── KUTIPAN TEKS ──

JAKARTA, Berita HUKUM - Komisi Pemberantasan Korupsi (KPK) mengaku akan segera melakukan kroscek terkait informasi dan fakta-fakta yang terkuak dari persidangan Wa Ode Nurhayati. Khususnya dalam kasus pengalokasian Dana Penyesuaian Infrastruktur Daerah (DPID) soal keterlibatan pimpinan Badan Anggaran (Banggar) DPRRL.
"Saat ini KPK tidak diam dan masih melakukan validasi informasi yang terungkap dalam persidangan. Ini masih kita validasi," ucap Johan Budi, Juru Bicara KPK kemarin Senin (22/10).
Menurut Johan, pihaknya tidak bisa serta merta menetapkan seseorang menjadi tersangka hanya dari seluruh keterangan maupun informasi yang terkuak di persidangan.

───
── BAHAN YANG DISEDIAKAN ──

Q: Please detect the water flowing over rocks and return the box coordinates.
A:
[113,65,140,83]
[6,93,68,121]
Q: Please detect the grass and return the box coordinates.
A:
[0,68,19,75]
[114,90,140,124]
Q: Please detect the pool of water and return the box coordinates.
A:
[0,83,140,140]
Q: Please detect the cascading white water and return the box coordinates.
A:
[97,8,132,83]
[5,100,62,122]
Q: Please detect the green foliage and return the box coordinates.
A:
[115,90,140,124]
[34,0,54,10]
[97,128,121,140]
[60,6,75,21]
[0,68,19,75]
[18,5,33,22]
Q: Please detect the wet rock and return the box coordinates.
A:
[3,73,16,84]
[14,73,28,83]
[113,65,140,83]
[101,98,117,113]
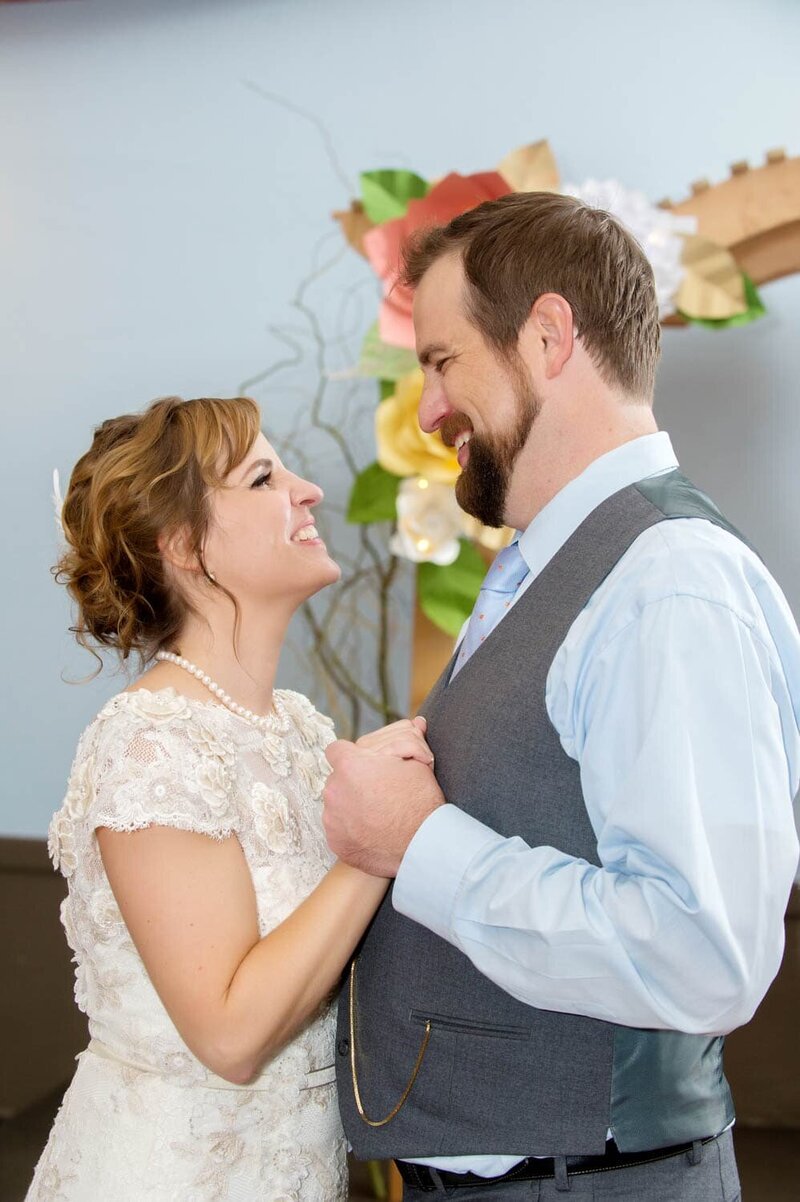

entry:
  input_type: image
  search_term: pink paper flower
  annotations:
[364,171,513,350]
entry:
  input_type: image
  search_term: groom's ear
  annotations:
[520,292,577,380]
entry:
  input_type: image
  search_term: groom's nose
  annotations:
[417,376,453,434]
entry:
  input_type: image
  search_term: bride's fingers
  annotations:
[365,734,434,767]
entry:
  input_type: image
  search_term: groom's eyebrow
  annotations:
[418,343,447,368]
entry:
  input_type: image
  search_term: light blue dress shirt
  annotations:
[394,433,800,1177]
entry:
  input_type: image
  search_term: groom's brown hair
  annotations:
[400,192,661,401]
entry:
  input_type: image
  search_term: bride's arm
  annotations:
[97,826,388,1083]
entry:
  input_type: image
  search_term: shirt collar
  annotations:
[519,430,677,578]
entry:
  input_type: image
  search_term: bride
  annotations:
[28,398,431,1202]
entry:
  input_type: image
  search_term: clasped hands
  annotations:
[323,718,444,876]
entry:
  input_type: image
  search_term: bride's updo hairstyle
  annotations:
[53,397,261,667]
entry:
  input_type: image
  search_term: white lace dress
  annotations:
[26,689,347,1202]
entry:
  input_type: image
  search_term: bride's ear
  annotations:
[159,526,203,575]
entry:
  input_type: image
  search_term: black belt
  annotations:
[395,1135,718,1194]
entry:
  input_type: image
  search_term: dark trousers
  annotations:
[402,1131,741,1202]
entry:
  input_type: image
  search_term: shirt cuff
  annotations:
[392,805,500,946]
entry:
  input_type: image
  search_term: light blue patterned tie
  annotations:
[450,538,530,680]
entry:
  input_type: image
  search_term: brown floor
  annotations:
[0,1094,800,1202]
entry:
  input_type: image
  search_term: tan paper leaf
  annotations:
[675,234,747,321]
[333,201,375,258]
[497,138,561,192]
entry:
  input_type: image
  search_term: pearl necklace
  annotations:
[155,651,285,731]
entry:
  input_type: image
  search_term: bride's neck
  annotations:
[153,617,288,714]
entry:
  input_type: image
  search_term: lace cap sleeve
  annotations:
[84,690,238,839]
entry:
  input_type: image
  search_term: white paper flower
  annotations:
[389,476,461,566]
[562,179,697,317]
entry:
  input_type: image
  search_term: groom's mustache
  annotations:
[438,413,472,447]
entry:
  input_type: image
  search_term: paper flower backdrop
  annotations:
[334,141,764,633]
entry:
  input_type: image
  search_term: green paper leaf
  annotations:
[681,272,766,329]
[358,322,419,380]
[347,463,400,525]
[362,169,430,225]
[417,538,486,637]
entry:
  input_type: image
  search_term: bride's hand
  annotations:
[356,718,434,768]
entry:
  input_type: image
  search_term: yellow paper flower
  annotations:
[375,369,461,484]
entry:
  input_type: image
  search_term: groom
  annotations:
[326,194,800,1202]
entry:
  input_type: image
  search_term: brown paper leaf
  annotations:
[675,234,747,321]
[497,138,561,192]
[333,201,375,258]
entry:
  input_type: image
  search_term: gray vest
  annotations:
[336,471,744,1159]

───

**PETUNJUK DAN KETENTUAN**
Berdasarkan teks berita tentang KPK, jelaskan mengapa KPK masih memvalidasi informasi dari persidangan Wa Ode Nurhayati alih-alih langsung menetapkan tersangka. Item-item tersebut tidak berkaitan dengan teks berita di atas.

**HASIL TUGAS**
Menurut Johan Budi, KPK tidak bisa serta merta menetapkan seseorang menjadi tersangka hanya dari keterangan maupun informasi yang terkuak di persidangan. Karena itu, KPK masih memvalidasi informasi tersebut dan akan melakukan kroscek, khususnya terkait keterlibatan pimpinan Badan Anggaran (Banggar) dalam kasus pengalokasian DPID.